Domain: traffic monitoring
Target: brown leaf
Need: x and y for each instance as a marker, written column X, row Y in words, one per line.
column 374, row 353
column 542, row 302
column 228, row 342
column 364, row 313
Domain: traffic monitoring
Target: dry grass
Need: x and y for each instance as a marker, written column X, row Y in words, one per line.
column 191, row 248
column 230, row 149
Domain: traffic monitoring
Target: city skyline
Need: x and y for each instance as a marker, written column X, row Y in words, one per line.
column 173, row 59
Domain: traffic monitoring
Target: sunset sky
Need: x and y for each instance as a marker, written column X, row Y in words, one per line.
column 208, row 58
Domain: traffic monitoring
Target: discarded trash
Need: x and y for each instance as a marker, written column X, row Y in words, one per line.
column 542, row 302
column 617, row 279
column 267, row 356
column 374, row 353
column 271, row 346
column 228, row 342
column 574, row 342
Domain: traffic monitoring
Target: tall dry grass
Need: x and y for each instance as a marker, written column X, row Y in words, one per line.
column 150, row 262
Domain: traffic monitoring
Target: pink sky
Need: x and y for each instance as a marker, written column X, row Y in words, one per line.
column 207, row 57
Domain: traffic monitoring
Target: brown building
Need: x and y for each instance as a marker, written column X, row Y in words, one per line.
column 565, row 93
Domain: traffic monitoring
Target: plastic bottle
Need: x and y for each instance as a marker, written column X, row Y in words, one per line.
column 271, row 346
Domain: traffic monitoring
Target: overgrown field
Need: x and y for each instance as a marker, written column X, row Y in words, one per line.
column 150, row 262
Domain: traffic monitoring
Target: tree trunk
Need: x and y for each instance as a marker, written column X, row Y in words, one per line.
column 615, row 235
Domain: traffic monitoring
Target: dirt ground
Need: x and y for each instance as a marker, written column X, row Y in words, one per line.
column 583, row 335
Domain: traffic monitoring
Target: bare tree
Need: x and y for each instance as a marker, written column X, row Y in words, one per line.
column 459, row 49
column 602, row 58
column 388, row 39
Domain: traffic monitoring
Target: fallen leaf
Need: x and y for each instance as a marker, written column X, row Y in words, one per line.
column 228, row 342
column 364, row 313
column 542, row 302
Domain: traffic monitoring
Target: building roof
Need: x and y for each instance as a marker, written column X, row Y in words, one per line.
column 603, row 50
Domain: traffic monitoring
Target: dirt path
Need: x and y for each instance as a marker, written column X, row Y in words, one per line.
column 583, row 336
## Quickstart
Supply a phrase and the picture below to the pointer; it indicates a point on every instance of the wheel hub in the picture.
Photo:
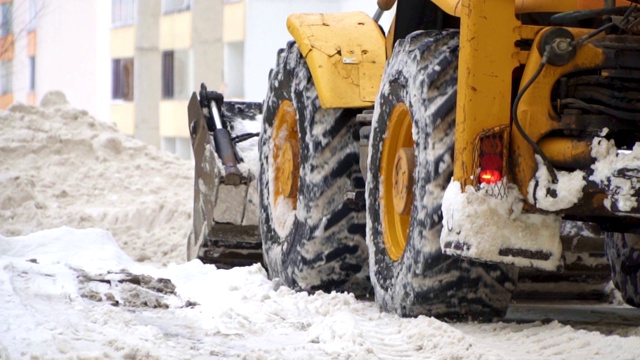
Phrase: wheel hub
(397, 166)
(286, 154)
(403, 181)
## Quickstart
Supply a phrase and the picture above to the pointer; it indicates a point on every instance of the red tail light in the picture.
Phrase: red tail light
(490, 157)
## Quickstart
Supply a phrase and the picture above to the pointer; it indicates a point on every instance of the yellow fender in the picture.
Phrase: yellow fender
(345, 53)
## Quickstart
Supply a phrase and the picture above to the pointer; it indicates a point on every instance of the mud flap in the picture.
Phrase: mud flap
(225, 217)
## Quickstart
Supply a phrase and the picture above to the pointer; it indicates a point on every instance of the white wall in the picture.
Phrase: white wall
(20, 75)
(266, 32)
(73, 53)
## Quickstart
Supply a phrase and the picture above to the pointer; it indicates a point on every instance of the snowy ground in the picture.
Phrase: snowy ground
(93, 227)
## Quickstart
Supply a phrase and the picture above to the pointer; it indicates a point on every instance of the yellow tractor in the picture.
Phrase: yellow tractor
(428, 165)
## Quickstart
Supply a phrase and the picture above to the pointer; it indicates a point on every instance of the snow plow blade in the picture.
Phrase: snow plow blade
(225, 203)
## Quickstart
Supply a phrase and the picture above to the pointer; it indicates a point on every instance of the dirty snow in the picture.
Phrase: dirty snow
(486, 223)
(550, 196)
(93, 227)
(608, 169)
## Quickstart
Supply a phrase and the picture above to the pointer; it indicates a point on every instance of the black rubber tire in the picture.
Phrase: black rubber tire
(422, 74)
(624, 260)
(324, 248)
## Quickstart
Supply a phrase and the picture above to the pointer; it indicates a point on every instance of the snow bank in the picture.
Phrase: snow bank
(58, 304)
(61, 167)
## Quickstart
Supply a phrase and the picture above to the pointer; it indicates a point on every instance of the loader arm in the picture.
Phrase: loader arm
(225, 217)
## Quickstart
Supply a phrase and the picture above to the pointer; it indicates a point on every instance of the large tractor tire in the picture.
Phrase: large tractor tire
(410, 166)
(623, 253)
(312, 240)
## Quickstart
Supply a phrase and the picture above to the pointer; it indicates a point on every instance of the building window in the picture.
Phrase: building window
(123, 12)
(33, 13)
(6, 80)
(6, 21)
(122, 79)
(176, 74)
(32, 73)
(172, 6)
(167, 75)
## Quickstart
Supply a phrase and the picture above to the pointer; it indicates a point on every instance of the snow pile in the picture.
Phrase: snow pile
(550, 196)
(59, 166)
(479, 225)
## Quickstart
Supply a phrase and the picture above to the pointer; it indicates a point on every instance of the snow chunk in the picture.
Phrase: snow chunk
(546, 195)
(480, 226)
(54, 98)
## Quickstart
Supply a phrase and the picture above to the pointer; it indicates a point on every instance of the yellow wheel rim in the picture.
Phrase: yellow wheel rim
(396, 169)
(286, 154)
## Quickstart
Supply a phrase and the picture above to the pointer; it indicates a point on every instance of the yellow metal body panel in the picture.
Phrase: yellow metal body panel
(457, 7)
(535, 111)
(345, 53)
(488, 32)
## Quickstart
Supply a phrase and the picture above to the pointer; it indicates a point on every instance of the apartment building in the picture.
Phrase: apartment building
(160, 52)
(54, 45)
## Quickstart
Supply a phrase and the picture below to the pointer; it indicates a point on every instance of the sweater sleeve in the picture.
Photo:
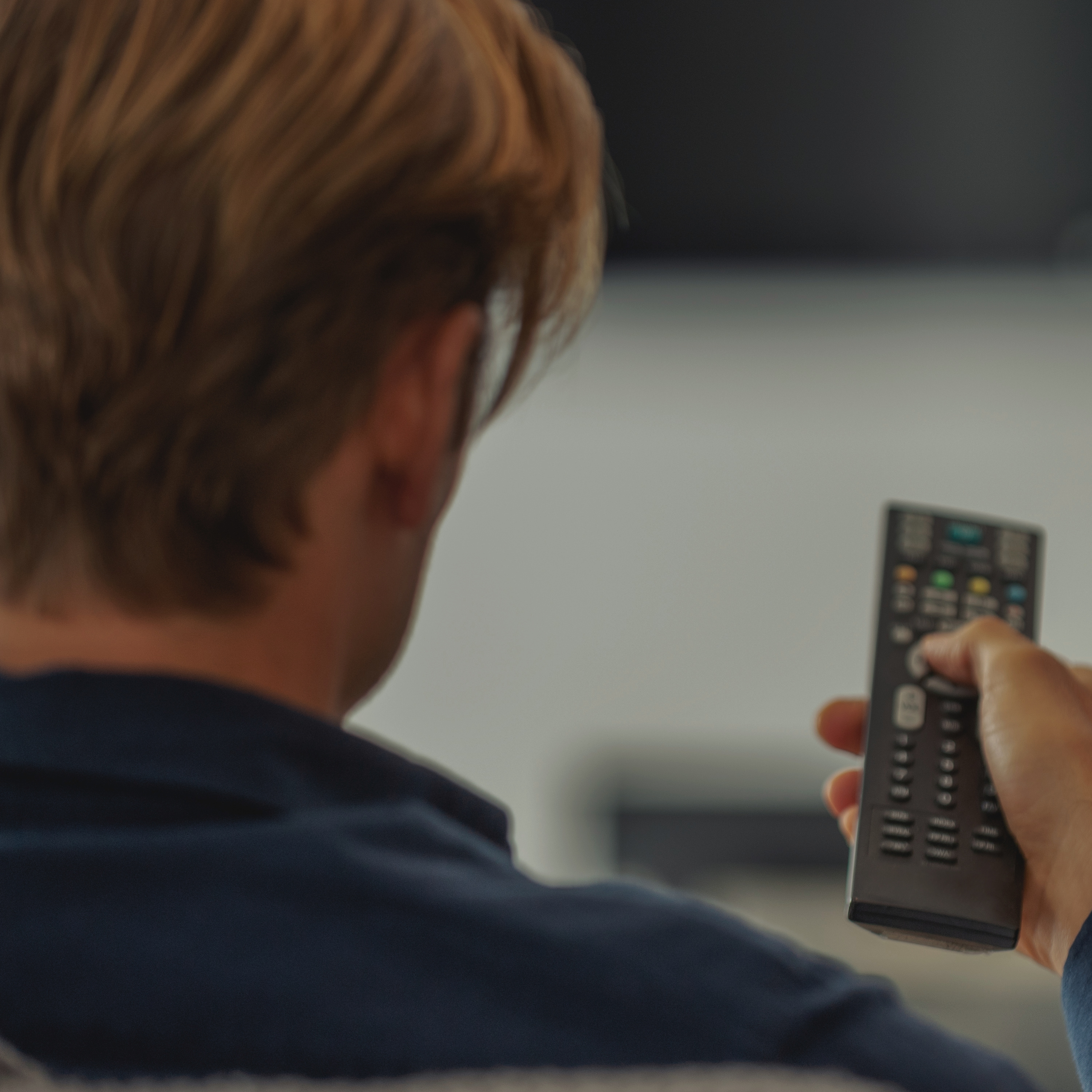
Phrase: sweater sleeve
(1077, 1002)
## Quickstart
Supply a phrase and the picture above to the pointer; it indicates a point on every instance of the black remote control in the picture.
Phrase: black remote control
(934, 862)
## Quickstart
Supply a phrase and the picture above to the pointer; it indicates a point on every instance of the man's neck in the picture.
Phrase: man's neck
(295, 662)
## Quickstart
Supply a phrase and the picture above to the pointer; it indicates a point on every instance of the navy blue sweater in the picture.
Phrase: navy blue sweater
(197, 881)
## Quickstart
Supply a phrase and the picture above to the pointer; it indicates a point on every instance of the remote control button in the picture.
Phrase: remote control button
(945, 688)
(966, 534)
(1014, 552)
(909, 708)
(891, 830)
(942, 856)
(982, 602)
(941, 596)
(917, 663)
(1015, 616)
(939, 610)
(897, 849)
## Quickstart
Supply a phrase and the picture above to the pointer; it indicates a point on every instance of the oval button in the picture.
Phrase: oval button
(909, 708)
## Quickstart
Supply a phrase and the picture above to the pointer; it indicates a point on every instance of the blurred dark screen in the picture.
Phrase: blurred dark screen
(844, 130)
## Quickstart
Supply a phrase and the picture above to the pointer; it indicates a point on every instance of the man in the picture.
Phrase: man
(246, 254)
(1036, 727)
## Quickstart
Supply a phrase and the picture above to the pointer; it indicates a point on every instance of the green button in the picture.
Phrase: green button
(967, 534)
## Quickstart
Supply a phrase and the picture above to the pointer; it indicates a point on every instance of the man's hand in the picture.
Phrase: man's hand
(1036, 725)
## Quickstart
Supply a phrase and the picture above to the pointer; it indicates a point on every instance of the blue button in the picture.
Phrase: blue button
(966, 534)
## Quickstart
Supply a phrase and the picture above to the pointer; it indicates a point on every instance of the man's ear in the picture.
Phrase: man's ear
(416, 411)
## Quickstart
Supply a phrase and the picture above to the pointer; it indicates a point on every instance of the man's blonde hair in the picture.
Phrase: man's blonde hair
(215, 217)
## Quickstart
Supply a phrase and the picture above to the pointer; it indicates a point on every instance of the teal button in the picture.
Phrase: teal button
(966, 534)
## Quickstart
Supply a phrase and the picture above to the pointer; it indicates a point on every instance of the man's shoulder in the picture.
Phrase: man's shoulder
(389, 937)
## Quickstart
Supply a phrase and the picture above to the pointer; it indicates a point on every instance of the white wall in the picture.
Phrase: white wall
(670, 546)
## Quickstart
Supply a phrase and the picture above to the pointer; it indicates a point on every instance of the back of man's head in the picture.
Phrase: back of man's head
(215, 217)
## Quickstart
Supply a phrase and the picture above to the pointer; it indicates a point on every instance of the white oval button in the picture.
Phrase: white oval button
(917, 663)
(909, 708)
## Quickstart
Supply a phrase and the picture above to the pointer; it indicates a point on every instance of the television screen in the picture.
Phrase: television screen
(844, 130)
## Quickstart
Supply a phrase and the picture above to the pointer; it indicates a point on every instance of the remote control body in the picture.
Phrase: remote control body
(933, 862)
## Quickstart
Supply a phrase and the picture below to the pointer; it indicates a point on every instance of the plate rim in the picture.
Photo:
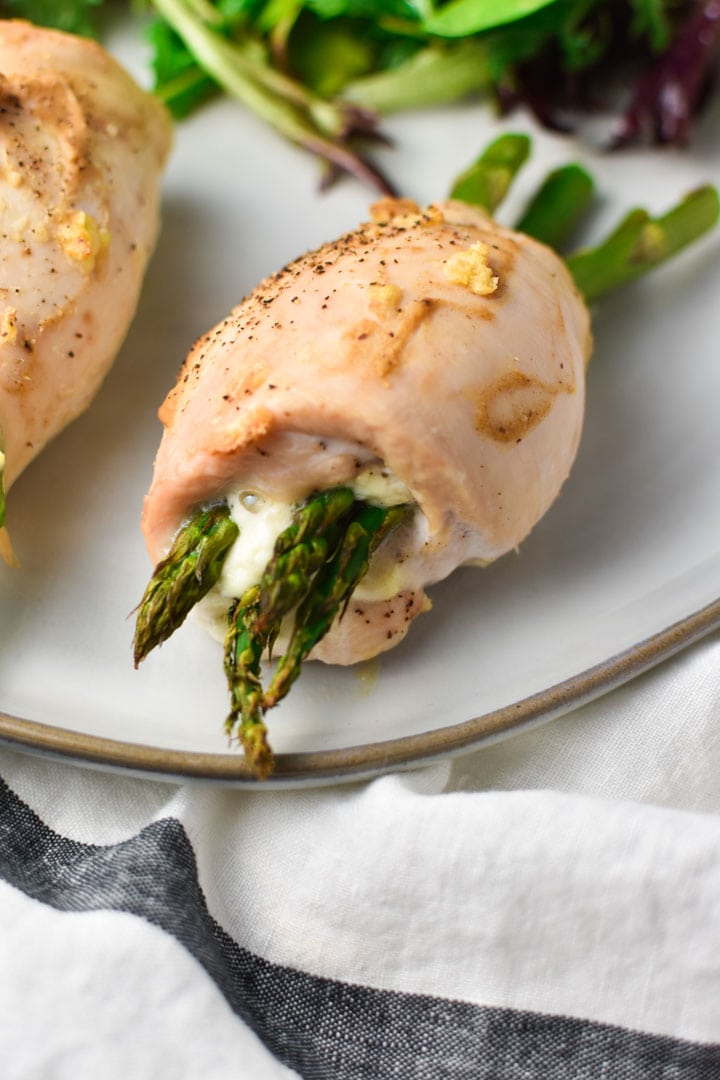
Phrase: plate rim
(365, 760)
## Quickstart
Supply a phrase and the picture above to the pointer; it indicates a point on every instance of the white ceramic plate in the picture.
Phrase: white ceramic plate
(623, 570)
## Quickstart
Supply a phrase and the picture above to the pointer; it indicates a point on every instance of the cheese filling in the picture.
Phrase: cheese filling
(260, 521)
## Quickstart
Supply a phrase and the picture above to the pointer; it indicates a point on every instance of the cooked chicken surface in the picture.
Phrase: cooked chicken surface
(431, 356)
(81, 153)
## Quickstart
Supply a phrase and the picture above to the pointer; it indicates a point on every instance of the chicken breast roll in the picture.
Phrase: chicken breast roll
(430, 359)
(81, 152)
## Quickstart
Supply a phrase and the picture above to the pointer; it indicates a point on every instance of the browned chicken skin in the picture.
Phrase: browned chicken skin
(81, 153)
(432, 351)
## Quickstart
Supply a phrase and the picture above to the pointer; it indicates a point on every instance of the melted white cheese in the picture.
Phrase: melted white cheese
(260, 522)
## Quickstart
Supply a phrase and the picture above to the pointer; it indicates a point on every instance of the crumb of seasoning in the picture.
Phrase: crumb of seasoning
(471, 268)
(9, 326)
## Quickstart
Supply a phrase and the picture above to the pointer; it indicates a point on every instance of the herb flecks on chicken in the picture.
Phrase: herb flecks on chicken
(416, 391)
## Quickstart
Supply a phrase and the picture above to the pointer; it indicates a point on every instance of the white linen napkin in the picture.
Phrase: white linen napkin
(545, 906)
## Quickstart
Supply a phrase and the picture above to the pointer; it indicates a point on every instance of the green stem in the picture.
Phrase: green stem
(189, 570)
(243, 656)
(558, 206)
(331, 590)
(300, 551)
(640, 243)
(437, 75)
(2, 489)
(488, 179)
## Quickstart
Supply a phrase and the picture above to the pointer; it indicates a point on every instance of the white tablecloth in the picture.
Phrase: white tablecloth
(544, 907)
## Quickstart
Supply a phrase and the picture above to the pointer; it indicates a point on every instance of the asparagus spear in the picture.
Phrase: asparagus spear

#### Task to carry out
Select, from the listing, all lines that include the word "asparagus".

#### Task result
Supply a phrase and the picture above to the pointer; it indicates a point on every instance of the asparagus spear in the picture.
Phrase: asparagus spear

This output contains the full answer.